Work task:
Below is a block of records; please copy all of them exactly.
+++ Data supplied
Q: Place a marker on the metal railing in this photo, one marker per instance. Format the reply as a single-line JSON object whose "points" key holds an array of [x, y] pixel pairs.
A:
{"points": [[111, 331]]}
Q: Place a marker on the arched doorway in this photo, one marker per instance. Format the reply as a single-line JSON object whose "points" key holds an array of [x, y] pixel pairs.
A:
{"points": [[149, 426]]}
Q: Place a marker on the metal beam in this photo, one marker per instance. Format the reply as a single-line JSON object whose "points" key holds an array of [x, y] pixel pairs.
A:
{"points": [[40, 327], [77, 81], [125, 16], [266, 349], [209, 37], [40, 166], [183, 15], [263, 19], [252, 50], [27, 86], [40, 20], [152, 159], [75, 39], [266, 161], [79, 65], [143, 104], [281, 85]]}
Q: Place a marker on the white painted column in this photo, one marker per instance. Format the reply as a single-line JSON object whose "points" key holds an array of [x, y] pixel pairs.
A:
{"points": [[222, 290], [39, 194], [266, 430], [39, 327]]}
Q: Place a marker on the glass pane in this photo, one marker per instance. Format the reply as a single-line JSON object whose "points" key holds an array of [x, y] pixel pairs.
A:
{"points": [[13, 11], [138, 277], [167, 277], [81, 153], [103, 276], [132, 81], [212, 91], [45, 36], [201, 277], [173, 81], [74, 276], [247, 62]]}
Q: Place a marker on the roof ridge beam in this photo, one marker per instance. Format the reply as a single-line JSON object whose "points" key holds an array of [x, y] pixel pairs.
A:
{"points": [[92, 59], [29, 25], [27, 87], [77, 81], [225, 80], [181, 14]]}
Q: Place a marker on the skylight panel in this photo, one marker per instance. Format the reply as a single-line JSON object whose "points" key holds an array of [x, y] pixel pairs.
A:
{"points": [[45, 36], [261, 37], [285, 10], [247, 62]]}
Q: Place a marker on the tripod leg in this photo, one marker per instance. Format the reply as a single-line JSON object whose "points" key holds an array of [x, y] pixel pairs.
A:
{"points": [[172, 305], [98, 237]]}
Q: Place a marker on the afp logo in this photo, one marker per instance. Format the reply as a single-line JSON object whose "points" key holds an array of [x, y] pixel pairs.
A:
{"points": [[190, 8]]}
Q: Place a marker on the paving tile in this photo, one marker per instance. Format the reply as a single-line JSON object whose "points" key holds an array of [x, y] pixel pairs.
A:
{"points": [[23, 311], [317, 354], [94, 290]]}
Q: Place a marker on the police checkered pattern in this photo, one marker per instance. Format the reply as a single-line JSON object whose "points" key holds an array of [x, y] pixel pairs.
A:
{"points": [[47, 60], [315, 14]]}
++++++
Output below:
Q: Place a marker on the metal railing in this photo, one marker per instance. Format the reply as a single-line JSON object whose "points" key holds an array of [x, y] pixel pairs.
A:
{"points": [[111, 331]]}
Q: Place a marker on the arched doorway in this photo, one marker per instance. Format the reply as a single-line JSON object whose "points" key holds an array of [x, y] pixel pairs.
A:
{"points": [[149, 426]]}
Q: Place a marker on the metal beam in this photo, one marker per instance. Format the reply as a single-line JSON object whose "points" key holds an array of [x, y] pixel pairs.
A:
{"points": [[40, 327], [77, 81], [125, 16], [266, 349], [209, 37], [40, 166], [183, 15], [263, 19], [252, 50], [27, 86], [40, 20], [152, 159], [75, 39], [266, 161], [79, 65], [143, 104], [281, 85]]}
Q: Place a marker on the white painted column in this photo, one marker per instance. Format the reply as a single-line JSON object whose "points" key holds an array of [x, y] pixel pairs.
A:
{"points": [[222, 290], [39, 194], [266, 430], [39, 327]]}
Q: Place a marker on the glass pane in this photo, one marker per instance. Format the reply as a single-line JSON object whose "points" key holds an array of [x, y] pixel pairs.
A:
{"points": [[13, 11], [138, 277], [167, 277], [81, 153], [103, 276], [132, 81], [212, 91], [45, 36], [201, 277], [173, 81], [74, 276], [247, 62]]}
Q: Place a marker on the roof ridge beam in this photo, one marker per instance. Format the reply as a single-line JSON object whose "points" key holds an array of [x, y] pixel pairs.
A:
{"points": [[92, 59], [29, 25], [27, 87], [77, 81], [225, 80], [181, 14]]}
Q: Place a marker on the skylight panel in this photo, one marker per instance. Format the reply as a single-line JSON object whose "points" key holds an array of [x, y] pixel pairs.
A:
{"points": [[45, 36], [261, 37], [285, 10], [247, 62]]}
Q: Place a marker on the tripod leg in this photo, one marker per instance. Format the reply as a single-line JSON object whose "points" key holds an array of [x, y] pixel pairs.
A:
{"points": [[172, 305], [98, 237]]}
Q: Place a marker on the afp logo in this photo, one marker per instance. Format the reply as a single-line JSON object whose "points" key holds an array of [x, y] pixel pairs.
A:
{"points": [[190, 8]]}
Q: Place a marker on the paving tile in this photo, one marker per instance. Format the reply as a single-line JSON object whose "points" key holds an array of [x, y] pixel pairs.
A:
{"points": [[23, 311], [317, 354], [94, 290]]}
Q: Place a marker on the police checkered pattern in this photo, one marker per instance. Format the reply as a single-line JSON object whose "points" key holds an array of [x, y] pixel pairs.
A:
{"points": [[47, 60], [315, 14]]}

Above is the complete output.